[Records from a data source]
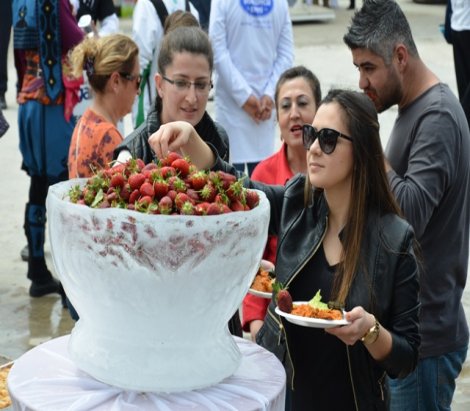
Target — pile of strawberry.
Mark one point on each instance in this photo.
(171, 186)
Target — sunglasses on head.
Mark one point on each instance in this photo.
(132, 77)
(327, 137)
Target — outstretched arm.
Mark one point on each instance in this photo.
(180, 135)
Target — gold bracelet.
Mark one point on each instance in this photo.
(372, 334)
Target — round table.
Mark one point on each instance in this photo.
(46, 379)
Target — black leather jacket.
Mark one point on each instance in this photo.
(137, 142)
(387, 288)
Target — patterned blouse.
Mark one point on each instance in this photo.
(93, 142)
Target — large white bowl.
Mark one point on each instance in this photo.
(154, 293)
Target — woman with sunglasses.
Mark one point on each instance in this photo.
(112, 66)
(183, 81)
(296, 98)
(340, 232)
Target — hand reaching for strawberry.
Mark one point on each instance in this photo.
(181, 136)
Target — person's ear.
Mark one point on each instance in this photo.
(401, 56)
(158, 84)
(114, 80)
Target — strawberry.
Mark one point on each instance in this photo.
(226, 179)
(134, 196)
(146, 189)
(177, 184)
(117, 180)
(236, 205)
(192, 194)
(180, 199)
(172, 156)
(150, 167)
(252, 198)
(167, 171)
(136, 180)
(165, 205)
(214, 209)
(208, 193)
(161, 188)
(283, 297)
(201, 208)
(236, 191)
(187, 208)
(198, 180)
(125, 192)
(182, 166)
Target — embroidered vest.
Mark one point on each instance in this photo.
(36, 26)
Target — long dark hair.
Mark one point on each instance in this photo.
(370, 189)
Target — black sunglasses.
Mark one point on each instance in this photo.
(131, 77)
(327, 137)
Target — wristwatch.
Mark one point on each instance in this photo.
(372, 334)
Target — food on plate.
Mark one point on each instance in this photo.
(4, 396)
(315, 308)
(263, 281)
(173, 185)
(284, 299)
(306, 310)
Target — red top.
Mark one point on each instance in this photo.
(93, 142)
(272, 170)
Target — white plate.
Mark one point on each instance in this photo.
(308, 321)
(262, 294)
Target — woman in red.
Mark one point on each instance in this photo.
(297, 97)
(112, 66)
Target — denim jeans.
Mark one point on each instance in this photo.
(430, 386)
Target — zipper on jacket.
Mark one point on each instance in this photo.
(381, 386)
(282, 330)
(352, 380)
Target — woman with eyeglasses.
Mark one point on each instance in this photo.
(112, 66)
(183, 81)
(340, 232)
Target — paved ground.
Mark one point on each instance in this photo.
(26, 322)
--
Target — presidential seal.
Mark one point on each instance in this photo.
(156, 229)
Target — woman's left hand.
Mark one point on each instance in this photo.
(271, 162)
==
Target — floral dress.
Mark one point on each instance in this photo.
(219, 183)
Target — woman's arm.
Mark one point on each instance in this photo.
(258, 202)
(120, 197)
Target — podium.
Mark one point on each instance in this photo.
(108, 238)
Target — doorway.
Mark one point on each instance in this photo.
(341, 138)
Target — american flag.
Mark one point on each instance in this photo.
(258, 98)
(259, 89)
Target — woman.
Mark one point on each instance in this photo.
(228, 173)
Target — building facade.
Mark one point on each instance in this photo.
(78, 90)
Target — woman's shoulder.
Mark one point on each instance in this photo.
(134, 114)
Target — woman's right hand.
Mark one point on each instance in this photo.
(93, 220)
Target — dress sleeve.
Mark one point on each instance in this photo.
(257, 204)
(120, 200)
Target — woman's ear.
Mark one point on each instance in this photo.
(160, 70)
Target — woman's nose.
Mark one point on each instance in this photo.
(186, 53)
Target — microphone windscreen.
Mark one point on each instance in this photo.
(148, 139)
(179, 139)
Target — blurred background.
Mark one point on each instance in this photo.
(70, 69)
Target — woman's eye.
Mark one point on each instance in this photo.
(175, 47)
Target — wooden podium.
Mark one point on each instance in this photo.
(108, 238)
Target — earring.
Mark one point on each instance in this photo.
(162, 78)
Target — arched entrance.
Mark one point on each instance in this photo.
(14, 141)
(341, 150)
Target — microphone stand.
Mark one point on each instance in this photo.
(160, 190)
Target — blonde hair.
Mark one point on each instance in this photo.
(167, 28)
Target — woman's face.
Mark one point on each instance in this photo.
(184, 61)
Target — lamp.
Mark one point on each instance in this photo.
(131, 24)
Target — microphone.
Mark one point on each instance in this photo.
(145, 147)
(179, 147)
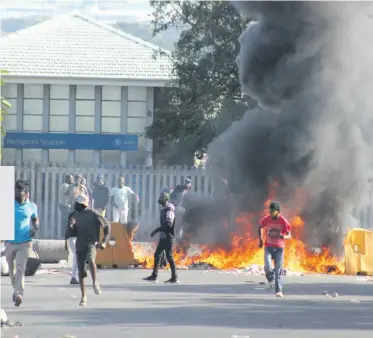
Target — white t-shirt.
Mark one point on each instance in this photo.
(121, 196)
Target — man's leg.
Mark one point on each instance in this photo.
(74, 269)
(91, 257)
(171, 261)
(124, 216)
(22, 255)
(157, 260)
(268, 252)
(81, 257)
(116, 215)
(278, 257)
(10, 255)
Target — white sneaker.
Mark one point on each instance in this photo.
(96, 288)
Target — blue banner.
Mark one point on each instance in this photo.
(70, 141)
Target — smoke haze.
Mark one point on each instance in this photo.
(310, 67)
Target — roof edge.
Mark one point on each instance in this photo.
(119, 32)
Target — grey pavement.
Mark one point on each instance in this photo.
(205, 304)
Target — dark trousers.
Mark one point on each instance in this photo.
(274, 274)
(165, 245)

**TASK GOAL**
Please copy, exactly and with nothing else, the lines above beginning at the line that has "Target — pile of strawberry." and ending with the line that has "Target — zipper on jacket.".

**RESULT OF THE EXERCISE**
Target — pile of strawberry.
Mark one point on each instance in this photo.
(171, 186)
Target — sunglasses on head.
Mark one point on each instance in this photo.
(132, 77)
(327, 137)
Target — outstretched arm.
Mark one point on each instance in this photo.
(180, 135)
Target — gold bracelet.
Mark one point on each instance in this photo.
(372, 334)
Target — round table.
Mark one point on each instance in this photo.
(46, 379)
Target — black leather jacket.
Mark one point on each instance in this photo.
(137, 142)
(387, 288)
Target — patterned blouse.
Mark one point on each instance in this photo.
(93, 142)
Target — large white bowl.
Mark one point on each instance in this photo.
(154, 293)
Target — woman with sunglasses.
Mark one point on each instance in this photo.
(112, 66)
(183, 81)
(296, 98)
(340, 232)
Target — hand reaching for strawberry.
Mark one point on each instance in this photo.
(181, 136)
Target — person's ear.
Mark one point on each instance in this photo.
(401, 56)
(158, 84)
(114, 80)
Target — strawberry.
Mark one point on each instance in this photo.
(226, 179)
(134, 196)
(146, 189)
(177, 184)
(117, 180)
(236, 205)
(192, 194)
(180, 199)
(172, 156)
(150, 167)
(252, 198)
(167, 171)
(136, 180)
(165, 205)
(214, 209)
(208, 193)
(161, 188)
(283, 297)
(201, 208)
(236, 191)
(187, 208)
(198, 180)
(125, 192)
(182, 166)
Target — embroidered vest.
Mark one point on each instance in this photo.
(36, 26)
Target — long dark hair.
Mark one point on each instance in this photo.
(370, 189)
Target — black sunglasses.
Mark one point on each instance in this photo.
(131, 77)
(327, 137)
Target — wristwatch.
Mark one point on each instance in this photo.
(372, 334)
Target — food on plate.
Mark one point on each instance in this photo.
(4, 396)
(315, 308)
(263, 281)
(173, 185)
(284, 299)
(306, 310)
Target — red top.
Mark one point on each instance in this photo.
(93, 142)
(272, 170)
Target — white plate.
Mark one point on each instance in this photo.
(308, 321)
(262, 294)
Target — woman in red.
Mark one point on each instance in this photo.
(297, 97)
(112, 66)
Target — denim jeans.
Mark one point on each instance in this photo.
(430, 386)
Target — zipper on jacket.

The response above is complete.